▶ Stored data entries
# # #

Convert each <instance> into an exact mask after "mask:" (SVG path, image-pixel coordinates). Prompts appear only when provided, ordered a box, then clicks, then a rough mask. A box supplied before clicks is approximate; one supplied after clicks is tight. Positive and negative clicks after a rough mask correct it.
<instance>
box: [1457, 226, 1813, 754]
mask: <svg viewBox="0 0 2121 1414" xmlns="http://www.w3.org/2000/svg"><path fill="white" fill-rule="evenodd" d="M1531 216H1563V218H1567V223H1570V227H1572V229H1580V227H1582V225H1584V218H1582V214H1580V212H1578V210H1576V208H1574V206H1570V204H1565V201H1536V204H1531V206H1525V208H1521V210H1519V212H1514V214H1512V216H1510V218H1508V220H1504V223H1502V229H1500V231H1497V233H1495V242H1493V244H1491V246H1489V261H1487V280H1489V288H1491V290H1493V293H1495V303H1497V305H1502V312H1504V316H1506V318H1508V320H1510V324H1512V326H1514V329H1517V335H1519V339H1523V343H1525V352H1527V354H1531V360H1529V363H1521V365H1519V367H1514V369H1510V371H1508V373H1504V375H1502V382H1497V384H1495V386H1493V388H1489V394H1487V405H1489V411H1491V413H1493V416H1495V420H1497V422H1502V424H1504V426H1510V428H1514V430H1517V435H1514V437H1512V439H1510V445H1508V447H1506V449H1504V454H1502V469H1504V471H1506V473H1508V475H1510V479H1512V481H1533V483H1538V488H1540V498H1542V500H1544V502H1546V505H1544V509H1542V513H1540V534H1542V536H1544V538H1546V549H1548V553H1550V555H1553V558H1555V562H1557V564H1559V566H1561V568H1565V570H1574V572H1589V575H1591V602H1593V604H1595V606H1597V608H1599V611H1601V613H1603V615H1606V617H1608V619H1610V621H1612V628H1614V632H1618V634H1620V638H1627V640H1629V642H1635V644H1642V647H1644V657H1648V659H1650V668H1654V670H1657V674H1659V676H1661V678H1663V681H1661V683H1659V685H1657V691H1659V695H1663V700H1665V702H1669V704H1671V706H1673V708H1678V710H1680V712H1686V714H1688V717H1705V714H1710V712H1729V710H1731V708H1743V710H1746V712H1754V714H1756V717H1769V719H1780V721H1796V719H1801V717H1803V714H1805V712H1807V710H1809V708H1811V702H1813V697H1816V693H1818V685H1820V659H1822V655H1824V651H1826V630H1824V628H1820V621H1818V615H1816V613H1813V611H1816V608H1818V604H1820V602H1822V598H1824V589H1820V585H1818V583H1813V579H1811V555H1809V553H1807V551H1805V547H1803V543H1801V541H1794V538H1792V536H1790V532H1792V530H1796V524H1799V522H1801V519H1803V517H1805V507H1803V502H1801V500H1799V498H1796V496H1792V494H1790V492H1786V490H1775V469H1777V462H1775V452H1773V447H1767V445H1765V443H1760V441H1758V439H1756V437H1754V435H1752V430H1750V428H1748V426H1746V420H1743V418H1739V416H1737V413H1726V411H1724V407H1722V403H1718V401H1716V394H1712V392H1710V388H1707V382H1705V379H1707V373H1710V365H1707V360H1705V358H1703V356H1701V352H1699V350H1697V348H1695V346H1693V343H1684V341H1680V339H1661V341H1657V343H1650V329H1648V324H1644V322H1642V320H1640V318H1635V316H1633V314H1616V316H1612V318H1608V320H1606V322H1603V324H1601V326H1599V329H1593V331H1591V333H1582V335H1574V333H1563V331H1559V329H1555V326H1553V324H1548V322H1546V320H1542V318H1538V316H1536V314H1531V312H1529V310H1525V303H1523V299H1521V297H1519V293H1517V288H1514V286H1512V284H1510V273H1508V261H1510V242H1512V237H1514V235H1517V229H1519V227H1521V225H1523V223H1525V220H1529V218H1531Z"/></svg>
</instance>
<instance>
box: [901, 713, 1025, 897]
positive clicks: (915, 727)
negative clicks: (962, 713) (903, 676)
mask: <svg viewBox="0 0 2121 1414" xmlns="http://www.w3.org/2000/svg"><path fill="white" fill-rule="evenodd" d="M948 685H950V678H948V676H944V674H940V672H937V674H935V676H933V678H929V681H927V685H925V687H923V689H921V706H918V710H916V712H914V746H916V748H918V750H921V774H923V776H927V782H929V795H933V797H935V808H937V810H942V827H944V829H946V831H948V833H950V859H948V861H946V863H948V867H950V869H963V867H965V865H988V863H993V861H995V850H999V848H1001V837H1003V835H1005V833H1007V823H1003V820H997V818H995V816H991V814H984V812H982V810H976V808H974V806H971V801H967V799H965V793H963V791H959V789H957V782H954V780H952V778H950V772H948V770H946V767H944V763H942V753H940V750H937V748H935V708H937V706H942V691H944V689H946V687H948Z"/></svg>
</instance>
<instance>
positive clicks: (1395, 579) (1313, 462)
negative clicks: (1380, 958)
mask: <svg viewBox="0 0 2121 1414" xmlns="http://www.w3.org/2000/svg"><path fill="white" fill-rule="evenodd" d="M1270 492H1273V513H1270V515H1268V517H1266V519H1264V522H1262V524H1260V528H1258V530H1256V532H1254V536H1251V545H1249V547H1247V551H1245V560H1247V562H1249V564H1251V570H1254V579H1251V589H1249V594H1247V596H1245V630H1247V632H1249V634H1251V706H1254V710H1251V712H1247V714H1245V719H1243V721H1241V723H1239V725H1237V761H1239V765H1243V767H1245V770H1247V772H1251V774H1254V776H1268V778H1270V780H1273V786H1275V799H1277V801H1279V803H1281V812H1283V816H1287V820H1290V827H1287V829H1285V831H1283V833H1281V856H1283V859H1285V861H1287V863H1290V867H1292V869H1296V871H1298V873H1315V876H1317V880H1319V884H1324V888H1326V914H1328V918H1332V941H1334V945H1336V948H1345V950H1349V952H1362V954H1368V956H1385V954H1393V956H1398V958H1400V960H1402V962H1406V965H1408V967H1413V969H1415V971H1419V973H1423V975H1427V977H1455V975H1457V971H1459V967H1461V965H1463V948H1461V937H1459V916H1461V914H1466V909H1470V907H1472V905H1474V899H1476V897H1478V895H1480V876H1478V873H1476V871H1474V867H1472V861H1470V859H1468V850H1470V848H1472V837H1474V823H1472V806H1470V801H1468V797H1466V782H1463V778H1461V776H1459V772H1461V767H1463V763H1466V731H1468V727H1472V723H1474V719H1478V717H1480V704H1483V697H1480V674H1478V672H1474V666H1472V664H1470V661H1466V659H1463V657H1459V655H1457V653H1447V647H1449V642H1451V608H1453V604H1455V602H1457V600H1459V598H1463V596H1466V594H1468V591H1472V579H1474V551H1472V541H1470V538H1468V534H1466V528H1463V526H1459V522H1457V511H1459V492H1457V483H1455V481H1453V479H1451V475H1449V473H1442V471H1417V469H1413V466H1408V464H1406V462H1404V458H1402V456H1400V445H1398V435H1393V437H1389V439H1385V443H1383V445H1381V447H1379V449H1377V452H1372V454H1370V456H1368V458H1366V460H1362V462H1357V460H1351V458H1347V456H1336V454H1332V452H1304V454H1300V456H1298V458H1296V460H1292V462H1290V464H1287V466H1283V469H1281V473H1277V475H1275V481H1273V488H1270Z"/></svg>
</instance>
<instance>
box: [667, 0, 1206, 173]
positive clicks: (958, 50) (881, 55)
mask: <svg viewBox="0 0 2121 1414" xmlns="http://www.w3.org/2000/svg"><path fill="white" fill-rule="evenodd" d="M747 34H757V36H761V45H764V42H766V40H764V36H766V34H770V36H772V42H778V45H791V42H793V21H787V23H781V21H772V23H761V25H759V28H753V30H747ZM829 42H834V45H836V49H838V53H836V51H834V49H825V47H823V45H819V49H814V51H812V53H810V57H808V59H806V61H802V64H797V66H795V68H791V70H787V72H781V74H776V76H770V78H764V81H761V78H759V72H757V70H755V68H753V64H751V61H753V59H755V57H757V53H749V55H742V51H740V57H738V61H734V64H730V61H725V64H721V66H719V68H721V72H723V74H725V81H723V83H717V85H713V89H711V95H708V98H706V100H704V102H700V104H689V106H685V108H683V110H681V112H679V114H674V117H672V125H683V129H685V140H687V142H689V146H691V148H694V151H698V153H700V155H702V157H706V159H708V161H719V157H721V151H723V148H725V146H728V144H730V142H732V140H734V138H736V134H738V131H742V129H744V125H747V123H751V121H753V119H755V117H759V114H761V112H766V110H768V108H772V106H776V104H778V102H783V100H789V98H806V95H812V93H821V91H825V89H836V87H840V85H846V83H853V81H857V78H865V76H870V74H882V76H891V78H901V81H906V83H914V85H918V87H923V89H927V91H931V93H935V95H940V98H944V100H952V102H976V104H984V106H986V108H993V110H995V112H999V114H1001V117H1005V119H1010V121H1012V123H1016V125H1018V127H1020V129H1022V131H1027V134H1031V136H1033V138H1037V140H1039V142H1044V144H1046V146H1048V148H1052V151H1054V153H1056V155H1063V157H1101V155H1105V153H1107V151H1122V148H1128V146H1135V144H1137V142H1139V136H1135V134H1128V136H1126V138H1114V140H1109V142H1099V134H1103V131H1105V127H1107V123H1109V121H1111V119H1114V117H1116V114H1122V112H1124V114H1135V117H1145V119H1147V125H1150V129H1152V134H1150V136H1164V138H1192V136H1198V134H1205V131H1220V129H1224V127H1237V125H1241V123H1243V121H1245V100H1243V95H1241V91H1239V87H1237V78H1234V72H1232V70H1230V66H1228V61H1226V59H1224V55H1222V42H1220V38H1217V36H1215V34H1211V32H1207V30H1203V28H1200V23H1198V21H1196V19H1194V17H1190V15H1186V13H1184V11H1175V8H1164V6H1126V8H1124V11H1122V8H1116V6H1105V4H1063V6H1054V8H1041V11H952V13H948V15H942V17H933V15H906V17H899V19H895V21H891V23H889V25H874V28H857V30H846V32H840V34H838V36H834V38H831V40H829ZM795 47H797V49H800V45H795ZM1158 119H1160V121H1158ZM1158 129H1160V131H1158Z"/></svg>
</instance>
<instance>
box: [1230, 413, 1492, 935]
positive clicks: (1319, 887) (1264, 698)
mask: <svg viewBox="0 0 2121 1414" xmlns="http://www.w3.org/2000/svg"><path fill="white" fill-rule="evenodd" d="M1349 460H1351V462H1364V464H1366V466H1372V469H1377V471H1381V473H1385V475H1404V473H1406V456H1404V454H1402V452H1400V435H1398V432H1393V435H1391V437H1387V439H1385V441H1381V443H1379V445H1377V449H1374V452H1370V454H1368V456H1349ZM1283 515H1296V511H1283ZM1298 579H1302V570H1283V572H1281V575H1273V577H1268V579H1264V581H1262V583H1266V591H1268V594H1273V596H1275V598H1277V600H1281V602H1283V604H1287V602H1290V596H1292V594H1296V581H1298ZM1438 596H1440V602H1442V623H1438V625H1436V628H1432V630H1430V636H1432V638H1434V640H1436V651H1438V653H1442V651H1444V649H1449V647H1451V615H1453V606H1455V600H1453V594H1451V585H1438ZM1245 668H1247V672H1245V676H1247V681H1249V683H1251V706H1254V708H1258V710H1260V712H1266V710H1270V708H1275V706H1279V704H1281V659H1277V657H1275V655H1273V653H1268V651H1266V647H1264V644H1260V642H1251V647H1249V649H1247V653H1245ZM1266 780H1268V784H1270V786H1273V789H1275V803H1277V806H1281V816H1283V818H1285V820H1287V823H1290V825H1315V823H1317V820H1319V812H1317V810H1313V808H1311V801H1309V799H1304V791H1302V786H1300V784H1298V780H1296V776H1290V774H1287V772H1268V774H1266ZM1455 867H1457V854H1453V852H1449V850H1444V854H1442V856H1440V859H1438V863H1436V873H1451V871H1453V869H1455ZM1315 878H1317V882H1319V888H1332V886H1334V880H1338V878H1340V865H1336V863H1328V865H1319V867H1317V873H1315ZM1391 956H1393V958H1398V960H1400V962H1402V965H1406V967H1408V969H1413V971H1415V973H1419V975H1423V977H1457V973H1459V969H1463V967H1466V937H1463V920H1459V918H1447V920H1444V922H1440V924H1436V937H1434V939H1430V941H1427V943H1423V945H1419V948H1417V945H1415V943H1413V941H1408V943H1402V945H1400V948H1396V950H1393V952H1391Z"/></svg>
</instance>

# # #

Your task is to restate, word for word, only those lines above that fall between the line holding "box: [901, 713, 1025, 897]" and the line holding "positive clicks: (1395, 579) (1313, 462)", inclusive.

box: [901, 713, 1025, 897]
positive clicks: (915, 727)
negative clicks: (962, 713) (903, 676)
mask: <svg viewBox="0 0 2121 1414" xmlns="http://www.w3.org/2000/svg"><path fill="white" fill-rule="evenodd" d="M948 685H950V678H948V676H944V674H940V672H937V674H935V676H933V678H929V681H927V685H925V687H923V689H921V706H918V710H916V712H914V746H916V748H918V750H921V774H923V776H927V782H929V795H933V797H935V808H937V810H942V827H944V829H946V831H948V833H950V859H948V861H946V863H948V867H950V869H963V867H965V865H988V863H993V861H995V850H999V848H1001V837H1003V835H1005V833H1007V823H1003V820H997V818H995V816H991V814H984V812H982V810H976V808H974V806H971V801H967V799H965V793H963V791H959V789H957V782H954V780H952V778H950V772H948V770H946V767H944V763H942V753H940V750H937V748H935V708H937V706H942V691H944V689H946V687H948Z"/></svg>
</instance>
<instance>
positive clicks: (1395, 579) (1313, 462)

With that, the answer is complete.